• **WHAT TO PRODUCE**: Extend the profile of Augusten Burroughs below, continuing from its final sentence.

Memory is the same as imagination.
—Giambattista Vico, New Science, 1725

NOTE: This profile of the allegedly fake memoirist Augusten Burroughs is based on real events. Dialogue has been compressed, and chronology has been changed for dramatic effect.

Augusten Burroughs travels between Amherst, Massachusetts, where he lives, and New York, where he keeps an apartment, in a hired black Town Car, so he can sit in the back and chew nicotine gum and watch Trauma: Life in the ER on his iPod. He has come down, this April afternoon, to walk me around his old neighborhood while I dredge his apparently superhuman memory in an effort to determine whether he is, as millions of readers seem to believe, one of the most honest men on the planet—someone willing to share unvarnished true-life details of his childhood statutory rape and the time he murdered a rat in cold blood in his bathtub—or whether, as others have alleged (some of them in a court of law), he is actually a gigantic liar. I know that his memory is superhuman because he told me so, last week, over lunch. “I can remember being 8 months old in my high chair,” he said, chewing nicotine gum between bites of a goat-cheese omelette. “I can remember learning to walk. I can remember the exact sound the wooden spoon made on the aluminum pot on the stove. I can remember that the lid of the pot had a little knob, putting it in my mouth like a nipple. I can remember my high chair’s tray: The metal was textured, it had peak-valley, peak-valley, peak-valley, a small design element, a striation.” Tomorrow he leaves for San Diego to give a speech to someone about something or other. He doesn’t remember. “I just show up and talk,” he says.

• **SUPPLIED ENTRIES**:
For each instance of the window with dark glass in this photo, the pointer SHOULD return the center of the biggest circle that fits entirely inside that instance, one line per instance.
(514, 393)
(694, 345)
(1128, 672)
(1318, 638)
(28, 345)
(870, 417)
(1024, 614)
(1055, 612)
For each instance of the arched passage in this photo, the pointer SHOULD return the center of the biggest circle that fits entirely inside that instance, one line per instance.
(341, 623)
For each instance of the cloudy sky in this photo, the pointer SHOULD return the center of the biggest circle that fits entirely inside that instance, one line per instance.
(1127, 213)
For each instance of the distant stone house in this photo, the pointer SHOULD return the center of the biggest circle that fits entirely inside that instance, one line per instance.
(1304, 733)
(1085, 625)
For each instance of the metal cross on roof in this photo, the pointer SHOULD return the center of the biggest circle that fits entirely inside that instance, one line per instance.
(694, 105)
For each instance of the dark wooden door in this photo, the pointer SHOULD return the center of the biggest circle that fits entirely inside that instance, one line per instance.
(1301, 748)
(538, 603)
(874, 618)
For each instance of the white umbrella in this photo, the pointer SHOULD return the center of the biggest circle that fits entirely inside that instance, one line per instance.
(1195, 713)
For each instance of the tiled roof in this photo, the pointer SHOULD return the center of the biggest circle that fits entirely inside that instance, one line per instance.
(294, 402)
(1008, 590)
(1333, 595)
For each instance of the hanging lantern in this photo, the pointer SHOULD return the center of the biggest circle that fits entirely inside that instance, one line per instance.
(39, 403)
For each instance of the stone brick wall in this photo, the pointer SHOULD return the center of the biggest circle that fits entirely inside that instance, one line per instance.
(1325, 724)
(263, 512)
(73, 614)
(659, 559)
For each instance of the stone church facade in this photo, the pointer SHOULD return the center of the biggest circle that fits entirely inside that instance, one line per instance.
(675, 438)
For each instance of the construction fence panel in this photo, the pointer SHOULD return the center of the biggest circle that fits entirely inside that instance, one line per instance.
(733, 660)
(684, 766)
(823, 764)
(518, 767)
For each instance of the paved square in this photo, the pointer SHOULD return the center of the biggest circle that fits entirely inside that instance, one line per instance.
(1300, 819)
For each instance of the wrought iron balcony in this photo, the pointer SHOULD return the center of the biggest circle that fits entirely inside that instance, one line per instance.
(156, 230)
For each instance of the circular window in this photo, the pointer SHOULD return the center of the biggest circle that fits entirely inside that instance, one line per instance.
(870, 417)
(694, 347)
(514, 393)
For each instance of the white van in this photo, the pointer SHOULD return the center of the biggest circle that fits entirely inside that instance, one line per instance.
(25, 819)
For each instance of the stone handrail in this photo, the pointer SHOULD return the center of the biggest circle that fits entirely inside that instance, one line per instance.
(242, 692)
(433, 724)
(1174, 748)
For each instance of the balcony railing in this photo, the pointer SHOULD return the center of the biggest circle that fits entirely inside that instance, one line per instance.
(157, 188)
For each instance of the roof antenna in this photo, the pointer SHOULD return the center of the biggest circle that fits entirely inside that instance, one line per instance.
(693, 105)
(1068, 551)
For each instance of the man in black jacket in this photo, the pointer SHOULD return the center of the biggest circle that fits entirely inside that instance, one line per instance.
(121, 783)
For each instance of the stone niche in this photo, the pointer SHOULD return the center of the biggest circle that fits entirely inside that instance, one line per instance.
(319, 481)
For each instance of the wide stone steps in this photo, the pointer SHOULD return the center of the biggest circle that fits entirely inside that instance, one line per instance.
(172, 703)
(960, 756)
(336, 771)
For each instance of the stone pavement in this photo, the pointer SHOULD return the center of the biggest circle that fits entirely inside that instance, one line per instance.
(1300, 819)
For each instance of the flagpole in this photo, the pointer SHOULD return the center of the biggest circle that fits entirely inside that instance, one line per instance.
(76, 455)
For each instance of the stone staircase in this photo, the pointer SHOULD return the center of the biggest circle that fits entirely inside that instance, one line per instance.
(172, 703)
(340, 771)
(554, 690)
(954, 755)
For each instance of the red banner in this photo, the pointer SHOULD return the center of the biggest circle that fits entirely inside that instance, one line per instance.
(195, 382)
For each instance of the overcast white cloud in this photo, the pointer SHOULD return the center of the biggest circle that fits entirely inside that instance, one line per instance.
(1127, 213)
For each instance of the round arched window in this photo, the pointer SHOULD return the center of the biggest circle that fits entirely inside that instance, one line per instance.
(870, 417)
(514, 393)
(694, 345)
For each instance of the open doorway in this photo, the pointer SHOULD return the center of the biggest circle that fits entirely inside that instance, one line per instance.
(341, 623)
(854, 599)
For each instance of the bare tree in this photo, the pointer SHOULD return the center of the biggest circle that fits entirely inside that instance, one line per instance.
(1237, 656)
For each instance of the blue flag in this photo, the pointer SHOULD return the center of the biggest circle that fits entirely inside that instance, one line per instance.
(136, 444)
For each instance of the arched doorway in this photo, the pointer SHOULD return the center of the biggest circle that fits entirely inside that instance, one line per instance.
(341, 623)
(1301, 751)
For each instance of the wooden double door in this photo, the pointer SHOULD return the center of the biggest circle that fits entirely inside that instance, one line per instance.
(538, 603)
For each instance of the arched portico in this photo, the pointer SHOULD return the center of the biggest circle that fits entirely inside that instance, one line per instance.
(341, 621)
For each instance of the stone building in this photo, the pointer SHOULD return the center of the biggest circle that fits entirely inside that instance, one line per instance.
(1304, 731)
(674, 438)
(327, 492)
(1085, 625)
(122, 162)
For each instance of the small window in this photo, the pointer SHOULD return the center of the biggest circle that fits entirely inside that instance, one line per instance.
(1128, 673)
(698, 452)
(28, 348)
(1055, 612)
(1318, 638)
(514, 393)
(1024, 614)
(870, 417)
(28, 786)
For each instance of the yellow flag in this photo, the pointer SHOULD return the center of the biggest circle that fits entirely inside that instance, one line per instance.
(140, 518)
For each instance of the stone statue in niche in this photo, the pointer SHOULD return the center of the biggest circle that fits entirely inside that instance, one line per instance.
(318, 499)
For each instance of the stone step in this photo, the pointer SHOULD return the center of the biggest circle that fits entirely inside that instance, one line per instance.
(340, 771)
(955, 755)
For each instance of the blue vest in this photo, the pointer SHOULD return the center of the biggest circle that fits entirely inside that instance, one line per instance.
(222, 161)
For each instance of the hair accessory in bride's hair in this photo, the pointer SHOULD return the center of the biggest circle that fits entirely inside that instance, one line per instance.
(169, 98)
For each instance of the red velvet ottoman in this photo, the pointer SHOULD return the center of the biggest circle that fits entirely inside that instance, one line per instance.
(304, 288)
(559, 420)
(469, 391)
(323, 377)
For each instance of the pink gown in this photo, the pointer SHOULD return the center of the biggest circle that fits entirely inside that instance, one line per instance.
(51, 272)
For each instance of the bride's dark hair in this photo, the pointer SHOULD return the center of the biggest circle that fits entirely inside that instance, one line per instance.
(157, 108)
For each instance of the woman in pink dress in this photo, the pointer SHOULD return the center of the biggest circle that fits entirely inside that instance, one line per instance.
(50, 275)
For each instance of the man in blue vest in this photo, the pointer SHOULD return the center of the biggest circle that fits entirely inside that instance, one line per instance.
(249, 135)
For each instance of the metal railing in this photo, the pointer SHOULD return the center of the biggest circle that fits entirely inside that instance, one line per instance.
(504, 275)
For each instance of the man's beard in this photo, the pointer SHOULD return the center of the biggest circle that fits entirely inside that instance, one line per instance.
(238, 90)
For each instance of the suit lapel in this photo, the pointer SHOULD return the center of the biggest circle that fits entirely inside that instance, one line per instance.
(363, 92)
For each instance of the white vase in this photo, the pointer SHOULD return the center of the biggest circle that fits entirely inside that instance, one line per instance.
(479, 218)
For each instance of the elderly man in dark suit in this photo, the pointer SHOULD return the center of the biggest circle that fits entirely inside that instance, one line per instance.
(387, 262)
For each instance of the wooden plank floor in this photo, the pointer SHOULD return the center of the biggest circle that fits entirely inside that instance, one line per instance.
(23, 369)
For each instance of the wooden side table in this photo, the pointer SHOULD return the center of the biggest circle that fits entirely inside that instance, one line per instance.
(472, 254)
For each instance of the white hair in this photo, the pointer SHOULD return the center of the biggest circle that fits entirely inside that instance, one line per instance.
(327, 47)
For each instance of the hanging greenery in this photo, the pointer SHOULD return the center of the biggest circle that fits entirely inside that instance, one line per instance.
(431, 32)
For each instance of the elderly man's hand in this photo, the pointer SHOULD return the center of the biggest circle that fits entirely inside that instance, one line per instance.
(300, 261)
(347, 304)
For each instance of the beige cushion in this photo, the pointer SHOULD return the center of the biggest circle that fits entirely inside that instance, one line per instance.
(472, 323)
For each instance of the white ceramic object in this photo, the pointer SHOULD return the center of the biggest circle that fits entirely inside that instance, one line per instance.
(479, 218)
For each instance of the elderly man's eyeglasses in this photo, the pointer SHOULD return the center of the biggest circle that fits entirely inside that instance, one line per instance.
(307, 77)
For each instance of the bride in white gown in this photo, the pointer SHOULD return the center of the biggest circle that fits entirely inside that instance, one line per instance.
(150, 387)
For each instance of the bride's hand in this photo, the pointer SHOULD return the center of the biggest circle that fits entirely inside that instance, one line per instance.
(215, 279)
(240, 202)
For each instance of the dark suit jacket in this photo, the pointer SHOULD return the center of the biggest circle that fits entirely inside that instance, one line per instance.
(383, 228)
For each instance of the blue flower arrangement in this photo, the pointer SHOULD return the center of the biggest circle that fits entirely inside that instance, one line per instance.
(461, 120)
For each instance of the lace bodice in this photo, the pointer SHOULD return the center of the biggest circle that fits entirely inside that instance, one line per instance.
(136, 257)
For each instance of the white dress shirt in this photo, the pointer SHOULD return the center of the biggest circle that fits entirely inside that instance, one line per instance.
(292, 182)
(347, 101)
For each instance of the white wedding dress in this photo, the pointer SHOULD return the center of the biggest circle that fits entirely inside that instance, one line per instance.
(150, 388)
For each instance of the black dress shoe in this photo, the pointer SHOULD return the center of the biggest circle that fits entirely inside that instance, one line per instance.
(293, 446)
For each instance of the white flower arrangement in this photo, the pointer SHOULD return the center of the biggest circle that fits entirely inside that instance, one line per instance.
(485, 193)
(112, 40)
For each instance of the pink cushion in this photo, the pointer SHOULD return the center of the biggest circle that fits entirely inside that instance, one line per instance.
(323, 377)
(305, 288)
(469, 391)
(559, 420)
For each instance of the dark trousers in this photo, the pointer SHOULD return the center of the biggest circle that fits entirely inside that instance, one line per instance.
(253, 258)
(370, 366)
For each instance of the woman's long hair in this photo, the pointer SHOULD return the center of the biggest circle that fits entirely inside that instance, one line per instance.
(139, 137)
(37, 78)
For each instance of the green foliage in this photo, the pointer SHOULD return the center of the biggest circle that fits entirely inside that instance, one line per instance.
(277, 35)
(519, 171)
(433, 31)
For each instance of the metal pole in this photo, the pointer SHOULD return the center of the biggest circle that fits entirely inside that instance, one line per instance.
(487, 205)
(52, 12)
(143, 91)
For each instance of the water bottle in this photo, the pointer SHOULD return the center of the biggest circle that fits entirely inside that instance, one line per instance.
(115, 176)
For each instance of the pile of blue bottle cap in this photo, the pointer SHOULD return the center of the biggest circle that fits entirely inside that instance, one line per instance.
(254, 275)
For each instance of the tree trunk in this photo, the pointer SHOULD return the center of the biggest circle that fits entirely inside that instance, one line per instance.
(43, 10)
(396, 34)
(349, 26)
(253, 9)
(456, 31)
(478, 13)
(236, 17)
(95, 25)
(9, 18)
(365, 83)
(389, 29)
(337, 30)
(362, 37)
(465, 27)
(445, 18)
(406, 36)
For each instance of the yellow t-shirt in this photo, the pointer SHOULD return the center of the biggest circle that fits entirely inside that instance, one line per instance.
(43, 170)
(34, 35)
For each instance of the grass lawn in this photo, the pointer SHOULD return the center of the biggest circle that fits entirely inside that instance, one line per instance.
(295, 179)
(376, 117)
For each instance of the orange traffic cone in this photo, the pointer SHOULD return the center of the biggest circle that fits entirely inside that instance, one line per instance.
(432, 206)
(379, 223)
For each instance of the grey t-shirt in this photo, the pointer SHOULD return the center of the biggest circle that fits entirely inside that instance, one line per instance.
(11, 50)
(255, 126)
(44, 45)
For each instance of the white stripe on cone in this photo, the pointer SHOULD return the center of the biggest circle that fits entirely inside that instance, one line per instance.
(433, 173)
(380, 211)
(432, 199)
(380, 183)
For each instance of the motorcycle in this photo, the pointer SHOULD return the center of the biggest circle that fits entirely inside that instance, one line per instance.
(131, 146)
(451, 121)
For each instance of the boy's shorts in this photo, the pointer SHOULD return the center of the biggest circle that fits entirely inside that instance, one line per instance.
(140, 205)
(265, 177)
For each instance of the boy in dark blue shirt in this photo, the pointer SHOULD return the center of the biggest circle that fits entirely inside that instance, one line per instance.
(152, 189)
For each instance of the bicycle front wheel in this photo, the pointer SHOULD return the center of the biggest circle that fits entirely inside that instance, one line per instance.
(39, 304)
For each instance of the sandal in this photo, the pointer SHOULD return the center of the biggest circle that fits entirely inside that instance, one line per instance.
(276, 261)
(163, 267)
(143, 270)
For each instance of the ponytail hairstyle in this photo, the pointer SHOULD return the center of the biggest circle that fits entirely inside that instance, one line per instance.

• **RESULT BELOW**:
He does, indeed, show up and talk. In person, Burroughs has a focused analytical intelligence that doesn’t always come through in his writing, which tends to be emotional and therapeutic and often is written from the perspective of a child. In our first conversation, he gives me speeches about the neglected genius of middlebrow novelist Elizabeth Berg (“If she had a penis, she’d be John Updike”), the origins of southern manners among Belle Époque New York millionaires, and the ecstasy of quantum physics. (He’s particularly jazzed about a phenomenon called “entanglement,” in which photons at opposite ends of space seem to communicate instantaneously.) He says he can differentiate between the major brands of carbonated water (“Perrier has sharp, broken-glass bubbles; Calistoga’s are smaller”), as well as between real homeless people and college kids pretending to be homeless. “There’s that look you can’t replicate with eye shadow,” he says. He is, in person, almost the opposite of his textual persona: tall, athletic, and intense. In an effort not to look “pregnant” for the book tour for his new memoir, he’s been working out every day and recently broke his addiction to midnight bags of M&Ms. He is wearing, today, his publicity-tour uniform: jeans, black leather jacket, a blue T-shirt with some kind of Victorian woodcut on it, and a brown mesh trucker hat featuring an artsy cow. The biggest surprise, to me, is that he radiates trustworthiness: He seems open, unrushed, self-deprecating, and willing to discuss any subject with piercingly direct eye contact. He asks questions about my childhood, listens carefully to the answers, and follows up with more questions. He is unfailingly kind to waiters. His voice is dry, higher-pitched than I’d expected, and a little twangy, the product of growing up under highly educated southern parents in western Massachusetts. He puts an especially heavy accent on the word was: It comes out sounding like “wahz” or “waaaahz”—as if, even phonetically, the past requires disproportionate emphasis.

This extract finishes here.